### The problem
Rewrite the portion of the research summary on obesity and diabetes starting at "Jack Gorski Professor" and ending at "pathogenesis of diabetes.", swapping "type 2 diabetes" for "adult-onset diabetes" wherever it occurs.

### Study text
Jack Gorski Professor of Biochemistry, University of Wisconsin, MadisonView Slides
We are in the midst of an unprecedented epidemic of obesity, which is accompanied by a type 2 diabetes epidemic. Whereas >80% of people with type 2 diabetes are obese, ~80% of obese people do not develop diabetes. My laboratory studies this dichotomy by searching for genes that confer susceptibility to type 2 diabetes. This involves genetic screens in obese mice segregating for diabetes susceptibility alleles as well as genomic studies to identify coordinately regulated genes responsible for the pathogenesis of diabetes.
Throughout most of human history, famine, injury, and infection were the major causes of death. Some populations experienced exceptionally harsh conditions and thus might have been under strong selection for allelic variants conferring resistance to famine. The thrifty gene hypothesis states that these variants, in the context of overnutrition, may conspire to increase the susceptibility to type 2 diabetes.
In type 2 diabetes, there is an increased demand for insulin — usually due to obesity-induced insulin resistance — that confronts a limited ability of beta-cells to secrete insulin. Many potential pathways can play a role in setting this limit. These pathways have an evolutionary history that goes back to single-celled organisms.

### Listed records
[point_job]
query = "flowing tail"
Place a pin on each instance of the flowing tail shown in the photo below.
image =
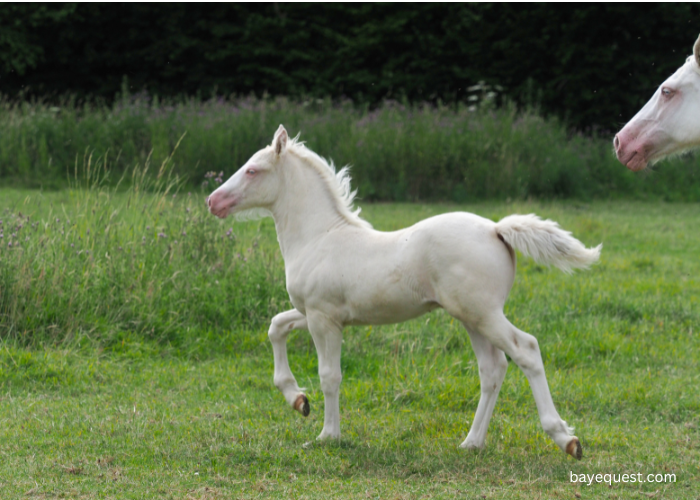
(546, 242)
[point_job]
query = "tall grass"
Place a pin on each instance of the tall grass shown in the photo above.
(150, 262)
(399, 153)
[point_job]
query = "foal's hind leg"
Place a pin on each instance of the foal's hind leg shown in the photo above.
(280, 327)
(525, 352)
(492, 370)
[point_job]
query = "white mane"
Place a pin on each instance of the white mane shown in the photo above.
(693, 63)
(338, 182)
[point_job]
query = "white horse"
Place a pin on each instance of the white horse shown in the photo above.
(668, 124)
(342, 272)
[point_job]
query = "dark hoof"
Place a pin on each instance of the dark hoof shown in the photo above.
(574, 449)
(302, 405)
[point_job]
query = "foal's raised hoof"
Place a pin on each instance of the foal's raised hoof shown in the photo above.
(574, 449)
(302, 405)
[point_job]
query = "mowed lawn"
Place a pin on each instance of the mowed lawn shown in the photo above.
(139, 417)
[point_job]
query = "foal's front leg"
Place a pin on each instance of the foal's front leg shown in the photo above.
(328, 337)
(280, 327)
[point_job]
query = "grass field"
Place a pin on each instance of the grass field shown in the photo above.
(132, 366)
(398, 152)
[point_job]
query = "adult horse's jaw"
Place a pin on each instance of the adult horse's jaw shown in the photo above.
(630, 154)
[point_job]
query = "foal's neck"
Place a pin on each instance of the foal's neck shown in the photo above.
(305, 210)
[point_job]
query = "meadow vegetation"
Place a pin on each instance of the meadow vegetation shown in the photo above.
(134, 360)
(458, 153)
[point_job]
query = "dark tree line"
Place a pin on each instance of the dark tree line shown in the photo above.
(590, 62)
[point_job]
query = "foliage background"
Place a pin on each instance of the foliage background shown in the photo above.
(592, 63)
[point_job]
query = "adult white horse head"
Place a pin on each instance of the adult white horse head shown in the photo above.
(668, 124)
(342, 272)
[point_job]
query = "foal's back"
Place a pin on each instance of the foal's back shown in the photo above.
(374, 277)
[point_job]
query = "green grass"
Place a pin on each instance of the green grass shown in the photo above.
(133, 374)
(398, 153)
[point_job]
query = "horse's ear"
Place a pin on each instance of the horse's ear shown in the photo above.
(279, 143)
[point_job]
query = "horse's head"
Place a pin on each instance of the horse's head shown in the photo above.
(256, 184)
(669, 123)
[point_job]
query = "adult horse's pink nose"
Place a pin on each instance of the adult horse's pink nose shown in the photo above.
(616, 143)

### Result of the exercise
Jack Gorski Professor of Biochemistry, University of Wisconsin, MadisonView Slides
We are in the midst of an unprecedented epidemic of obesity, which is accompanied by a adult-onset diabetes epidemic. Whereas >80% of people with adult-onset diabetes are obese, ~80% of obese people do not develop diabetes. My laboratory studies this dichotomy by searching for genes that confer susceptibility to adult-onset diabetes. This involves genetic screens in obese mice segregating for diabetes susceptibility alleles as well as genomic studies to identify coordinately regulated genes responsible for the pathogenesis of diabetes.